DATA IN THIS EXERCISE section start

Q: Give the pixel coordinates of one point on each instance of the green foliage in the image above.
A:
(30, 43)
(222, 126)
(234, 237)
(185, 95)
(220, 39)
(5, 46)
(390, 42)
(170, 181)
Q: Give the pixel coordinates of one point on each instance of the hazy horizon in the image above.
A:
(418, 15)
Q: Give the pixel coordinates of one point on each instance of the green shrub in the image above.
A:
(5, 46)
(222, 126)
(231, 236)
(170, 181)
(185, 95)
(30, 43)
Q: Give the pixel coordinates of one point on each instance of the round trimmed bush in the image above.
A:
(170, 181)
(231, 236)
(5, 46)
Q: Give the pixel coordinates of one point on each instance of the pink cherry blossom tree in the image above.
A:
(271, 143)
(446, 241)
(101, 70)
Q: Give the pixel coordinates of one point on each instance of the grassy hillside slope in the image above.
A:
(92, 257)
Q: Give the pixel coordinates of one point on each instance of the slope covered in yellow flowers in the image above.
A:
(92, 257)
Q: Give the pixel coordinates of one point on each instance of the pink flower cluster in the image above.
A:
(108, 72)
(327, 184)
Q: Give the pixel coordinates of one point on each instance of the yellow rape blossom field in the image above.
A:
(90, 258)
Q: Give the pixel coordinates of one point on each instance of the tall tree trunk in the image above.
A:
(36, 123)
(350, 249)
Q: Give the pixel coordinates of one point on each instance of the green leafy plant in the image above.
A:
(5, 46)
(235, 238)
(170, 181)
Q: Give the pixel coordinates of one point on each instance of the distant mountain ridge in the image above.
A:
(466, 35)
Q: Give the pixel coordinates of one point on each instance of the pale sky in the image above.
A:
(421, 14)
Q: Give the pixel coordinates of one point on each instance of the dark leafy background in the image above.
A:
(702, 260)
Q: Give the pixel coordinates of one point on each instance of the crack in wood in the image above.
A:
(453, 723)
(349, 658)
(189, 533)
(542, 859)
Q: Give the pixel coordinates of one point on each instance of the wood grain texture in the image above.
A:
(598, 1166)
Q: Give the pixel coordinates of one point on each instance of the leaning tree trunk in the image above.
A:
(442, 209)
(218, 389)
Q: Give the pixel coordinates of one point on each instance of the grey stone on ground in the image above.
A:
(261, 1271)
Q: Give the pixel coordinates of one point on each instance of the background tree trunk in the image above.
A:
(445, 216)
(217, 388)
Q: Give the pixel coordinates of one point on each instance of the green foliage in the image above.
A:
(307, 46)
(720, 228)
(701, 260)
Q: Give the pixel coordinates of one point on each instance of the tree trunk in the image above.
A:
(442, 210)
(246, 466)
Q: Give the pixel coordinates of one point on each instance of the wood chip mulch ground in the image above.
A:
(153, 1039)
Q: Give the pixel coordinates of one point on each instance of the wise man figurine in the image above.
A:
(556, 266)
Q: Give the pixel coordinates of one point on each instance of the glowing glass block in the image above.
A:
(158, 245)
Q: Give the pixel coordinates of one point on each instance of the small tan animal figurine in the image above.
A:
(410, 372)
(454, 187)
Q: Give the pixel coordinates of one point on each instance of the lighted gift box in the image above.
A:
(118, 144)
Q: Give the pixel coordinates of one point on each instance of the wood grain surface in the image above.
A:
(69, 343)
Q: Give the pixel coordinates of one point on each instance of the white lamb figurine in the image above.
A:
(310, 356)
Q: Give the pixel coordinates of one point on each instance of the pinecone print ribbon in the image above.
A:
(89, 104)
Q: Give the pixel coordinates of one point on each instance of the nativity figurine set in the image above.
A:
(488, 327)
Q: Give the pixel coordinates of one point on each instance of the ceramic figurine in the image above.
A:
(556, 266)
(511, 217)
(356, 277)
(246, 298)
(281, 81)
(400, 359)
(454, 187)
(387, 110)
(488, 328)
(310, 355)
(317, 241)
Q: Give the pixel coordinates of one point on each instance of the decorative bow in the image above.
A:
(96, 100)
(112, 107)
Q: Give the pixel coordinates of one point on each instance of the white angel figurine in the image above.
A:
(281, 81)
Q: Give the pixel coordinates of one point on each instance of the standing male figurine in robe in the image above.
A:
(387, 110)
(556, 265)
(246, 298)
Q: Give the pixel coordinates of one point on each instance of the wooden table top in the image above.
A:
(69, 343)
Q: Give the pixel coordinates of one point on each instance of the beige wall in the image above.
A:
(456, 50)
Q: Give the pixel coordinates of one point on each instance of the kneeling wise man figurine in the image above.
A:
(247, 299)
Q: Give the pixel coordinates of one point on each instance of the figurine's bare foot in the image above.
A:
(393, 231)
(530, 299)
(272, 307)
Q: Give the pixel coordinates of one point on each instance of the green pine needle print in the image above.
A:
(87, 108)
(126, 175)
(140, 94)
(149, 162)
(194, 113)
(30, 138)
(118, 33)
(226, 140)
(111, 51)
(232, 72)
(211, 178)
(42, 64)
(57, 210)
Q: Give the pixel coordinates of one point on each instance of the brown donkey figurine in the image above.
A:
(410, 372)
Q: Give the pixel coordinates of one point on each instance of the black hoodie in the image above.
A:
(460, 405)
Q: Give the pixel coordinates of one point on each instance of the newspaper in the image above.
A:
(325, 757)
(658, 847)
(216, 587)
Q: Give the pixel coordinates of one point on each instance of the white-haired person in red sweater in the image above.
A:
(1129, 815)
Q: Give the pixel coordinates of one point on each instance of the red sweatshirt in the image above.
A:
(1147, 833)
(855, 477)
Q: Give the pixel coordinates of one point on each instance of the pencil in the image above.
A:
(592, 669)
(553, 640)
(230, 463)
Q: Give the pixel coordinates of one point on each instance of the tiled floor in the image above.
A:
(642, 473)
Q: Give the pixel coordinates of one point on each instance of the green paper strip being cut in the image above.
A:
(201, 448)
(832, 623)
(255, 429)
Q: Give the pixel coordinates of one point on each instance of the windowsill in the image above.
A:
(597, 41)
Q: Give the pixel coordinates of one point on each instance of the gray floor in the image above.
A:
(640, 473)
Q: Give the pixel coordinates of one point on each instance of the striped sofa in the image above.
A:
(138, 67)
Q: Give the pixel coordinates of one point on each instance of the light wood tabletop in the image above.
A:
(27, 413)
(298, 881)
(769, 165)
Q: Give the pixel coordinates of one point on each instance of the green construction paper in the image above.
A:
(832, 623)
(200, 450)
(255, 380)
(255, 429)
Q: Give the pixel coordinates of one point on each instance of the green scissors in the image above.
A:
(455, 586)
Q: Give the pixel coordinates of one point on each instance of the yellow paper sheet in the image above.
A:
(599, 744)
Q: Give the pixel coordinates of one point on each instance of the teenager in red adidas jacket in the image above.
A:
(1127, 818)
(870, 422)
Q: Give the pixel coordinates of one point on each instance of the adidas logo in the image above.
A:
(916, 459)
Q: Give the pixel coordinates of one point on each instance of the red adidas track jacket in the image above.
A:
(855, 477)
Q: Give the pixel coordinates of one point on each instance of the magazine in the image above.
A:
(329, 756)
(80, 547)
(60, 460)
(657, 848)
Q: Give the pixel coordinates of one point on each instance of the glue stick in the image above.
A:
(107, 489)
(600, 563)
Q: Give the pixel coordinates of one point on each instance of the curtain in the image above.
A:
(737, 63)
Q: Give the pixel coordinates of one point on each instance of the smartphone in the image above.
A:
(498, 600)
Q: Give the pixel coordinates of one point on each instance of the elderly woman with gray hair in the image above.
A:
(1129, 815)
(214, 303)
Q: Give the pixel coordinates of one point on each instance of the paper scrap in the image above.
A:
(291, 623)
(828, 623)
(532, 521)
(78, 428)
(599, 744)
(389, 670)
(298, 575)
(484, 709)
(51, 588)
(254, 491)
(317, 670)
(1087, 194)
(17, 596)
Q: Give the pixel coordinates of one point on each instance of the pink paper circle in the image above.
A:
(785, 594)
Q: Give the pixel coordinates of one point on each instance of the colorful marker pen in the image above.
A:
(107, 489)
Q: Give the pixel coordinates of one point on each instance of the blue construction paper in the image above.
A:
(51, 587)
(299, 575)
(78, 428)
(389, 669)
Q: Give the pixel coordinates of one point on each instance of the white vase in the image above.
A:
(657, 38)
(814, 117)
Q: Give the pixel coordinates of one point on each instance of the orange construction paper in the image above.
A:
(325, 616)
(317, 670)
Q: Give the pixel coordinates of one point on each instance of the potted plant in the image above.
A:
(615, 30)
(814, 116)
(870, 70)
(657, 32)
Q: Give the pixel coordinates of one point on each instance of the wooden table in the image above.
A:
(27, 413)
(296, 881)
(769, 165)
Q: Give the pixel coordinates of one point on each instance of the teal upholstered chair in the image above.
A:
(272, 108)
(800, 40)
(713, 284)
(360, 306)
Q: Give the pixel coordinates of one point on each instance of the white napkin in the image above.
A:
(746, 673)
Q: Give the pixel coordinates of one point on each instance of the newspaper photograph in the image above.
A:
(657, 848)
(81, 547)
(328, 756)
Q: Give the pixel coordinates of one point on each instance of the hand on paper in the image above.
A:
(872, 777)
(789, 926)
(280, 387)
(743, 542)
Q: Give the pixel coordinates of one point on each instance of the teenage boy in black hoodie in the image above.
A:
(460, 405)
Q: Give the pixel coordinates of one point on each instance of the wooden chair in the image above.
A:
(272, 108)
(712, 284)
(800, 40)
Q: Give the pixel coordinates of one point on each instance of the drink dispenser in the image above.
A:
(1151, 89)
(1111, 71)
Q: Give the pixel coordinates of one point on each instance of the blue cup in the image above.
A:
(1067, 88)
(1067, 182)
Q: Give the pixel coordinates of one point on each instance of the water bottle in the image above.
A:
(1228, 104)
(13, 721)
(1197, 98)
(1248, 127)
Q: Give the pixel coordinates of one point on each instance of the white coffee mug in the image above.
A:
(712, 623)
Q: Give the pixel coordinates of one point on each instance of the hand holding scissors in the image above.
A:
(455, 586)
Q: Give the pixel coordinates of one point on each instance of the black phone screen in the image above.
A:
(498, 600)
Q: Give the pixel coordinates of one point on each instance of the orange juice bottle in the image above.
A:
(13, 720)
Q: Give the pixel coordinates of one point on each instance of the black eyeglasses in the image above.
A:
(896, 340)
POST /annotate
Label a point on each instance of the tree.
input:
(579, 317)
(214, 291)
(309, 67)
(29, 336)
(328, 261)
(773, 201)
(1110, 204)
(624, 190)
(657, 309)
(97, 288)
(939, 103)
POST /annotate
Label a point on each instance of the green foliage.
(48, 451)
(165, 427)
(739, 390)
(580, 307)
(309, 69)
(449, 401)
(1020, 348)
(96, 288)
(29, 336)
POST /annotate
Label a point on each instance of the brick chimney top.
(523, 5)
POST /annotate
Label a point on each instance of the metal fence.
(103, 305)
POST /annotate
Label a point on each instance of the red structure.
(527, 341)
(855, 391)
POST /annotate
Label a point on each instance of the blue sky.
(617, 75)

DATA IN THIS EXERCISE section end

(WORK ITEM): Copy, exactly and only, the lines above that begin with the one containing "ribbon in the image above." and finish with the one containing "ceramic figurine in the image above.".

(RESPONSE):
Q: Give the pixel coordinates of one point on each instance of the pinecone print ribbon in the image above.
A:
(89, 104)
Q: Give the pixel coordinates of one point on each instance of the nativity figurine set in the image above.
A:
(488, 327)
Q: Give the pixel coordinates of one point on each instance of the ceramic figurine in the image above.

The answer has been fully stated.